Update the extract on the US invalidity ruling by giving its text again, beginning at "In other words, although" and stopping after "stock in trade?", with "periodic table" replaced by "periodic chart" throughout.

▸ Selected extract:
· · · · ·

For those interested, well known pharma blog, Pharmalot has a good review of the US invalidity decision, as also a link to the text. The decision is interesting for several reasons:
1. This is not a classic ever-greening case and the drug compound (a carboxy nucleoside analog) is not a mere new form of a known compound. Rather, it is a new compound altogether and was approved by the FDA as an NCE (new chemical entity). To this extent, section 3(d) of the Indian Patents Act will not apply directly to this case.
2. The US court applied a rigorous obviousness standard and held that although this may be a new compound, it fails the obviousness test since it was essentially an obvious modification of an existing natural compound. The two part analysis can be summarised as below:
i) it would have been obvious to a person skilled in the art to work with the closest known prior art compound (a naturally-occurring nucleoside commonly referred to as "2-CDG") with known anti viral properties.
ii) it would then been obvious to modify the existing compound (2-CDG) by substituting the oxygen atom with a carbon carbon double bond at the sugar portion. A skilled person would have a reasonable expectation that this modification would yield improved antiviral properties.
In other words, although the drug is based on a new compound, the said compound is not patentable, since it was obtained by modifying a known natural substance in a "stock in trade" manner.
The judgment which runs into 170 pages is a wonderful read, with a delightful interspersing of snippets of the cross examination. Sample this:
Tevas counsel: Now, you would agree that if you are looking for conservative changes that could be made, one place you would look at is the periodic table, is that right?
Dr Schneller (BMS’ key expert witness): Well, you almost have to, because all molecules are made from elements that are on that periodic table. So there no magic lamp someplace that’s going to come up with new ideas.
Tevas’ counsel: And the periodic table…it’s the chemists’ stock in trade?
Dr Schneller: Yes, sir
An "Alien" Patent Standard in India?
This decision helps dislodge the now prevalent presumption that the US almost always reflects “low” patent standards. As this case demonstrates (much like its earlier predecessor Pfizer vs Apotex), US courts do apply a rigororous patentability threshold from time to time. And to this extent, one might actually find that the ostensibly high Indian standards are actually not all that “alien”.

· · · · ·

▸ Information supplied:
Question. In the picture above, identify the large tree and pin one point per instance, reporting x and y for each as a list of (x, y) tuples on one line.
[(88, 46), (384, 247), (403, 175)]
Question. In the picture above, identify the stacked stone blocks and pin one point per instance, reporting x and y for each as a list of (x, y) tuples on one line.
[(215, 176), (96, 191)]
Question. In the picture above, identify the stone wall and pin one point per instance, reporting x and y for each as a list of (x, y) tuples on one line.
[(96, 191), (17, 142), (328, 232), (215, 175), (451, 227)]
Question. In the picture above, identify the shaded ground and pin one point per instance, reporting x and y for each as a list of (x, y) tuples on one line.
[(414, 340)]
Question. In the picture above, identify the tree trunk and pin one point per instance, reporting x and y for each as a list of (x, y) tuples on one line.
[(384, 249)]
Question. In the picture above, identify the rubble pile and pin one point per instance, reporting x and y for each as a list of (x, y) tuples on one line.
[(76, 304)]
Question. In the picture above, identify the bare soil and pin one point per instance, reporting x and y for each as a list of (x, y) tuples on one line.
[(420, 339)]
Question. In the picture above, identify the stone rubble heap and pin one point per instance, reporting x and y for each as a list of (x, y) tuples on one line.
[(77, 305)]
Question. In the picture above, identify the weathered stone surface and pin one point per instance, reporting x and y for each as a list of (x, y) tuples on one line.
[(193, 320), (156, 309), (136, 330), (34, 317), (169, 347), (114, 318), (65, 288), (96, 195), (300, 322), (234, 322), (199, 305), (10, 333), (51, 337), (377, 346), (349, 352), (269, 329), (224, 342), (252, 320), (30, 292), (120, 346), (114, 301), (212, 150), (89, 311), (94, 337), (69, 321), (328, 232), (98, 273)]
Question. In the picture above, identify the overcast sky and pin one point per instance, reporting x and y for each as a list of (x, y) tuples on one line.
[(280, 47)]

· · · · ·

▸ Solution to this task:
In other words, although the drug is based on a new compound, the said compound is not patentable, since it was obtained by modifying a known natural substance in a "stock in trade" manner.
The judgment which runs into 170 pages is a wonderful read, with a delightful interspersing of snippets of the cross examination. Sample this:
Tevas counsel: Now, you would agree that if you are looking for conservative changes that could be made, one place you would look at is the periodic chart, is that right?
Dr Schneller (BMS’ key expert witness): Well, you almost have to, because all molecules are made from elements that are on that periodic chart. So there no magic lamp someplace that’s going to come up with new ideas.
Tevas’ counsel: And the periodic chart…it’s the chemists’ stock in trade?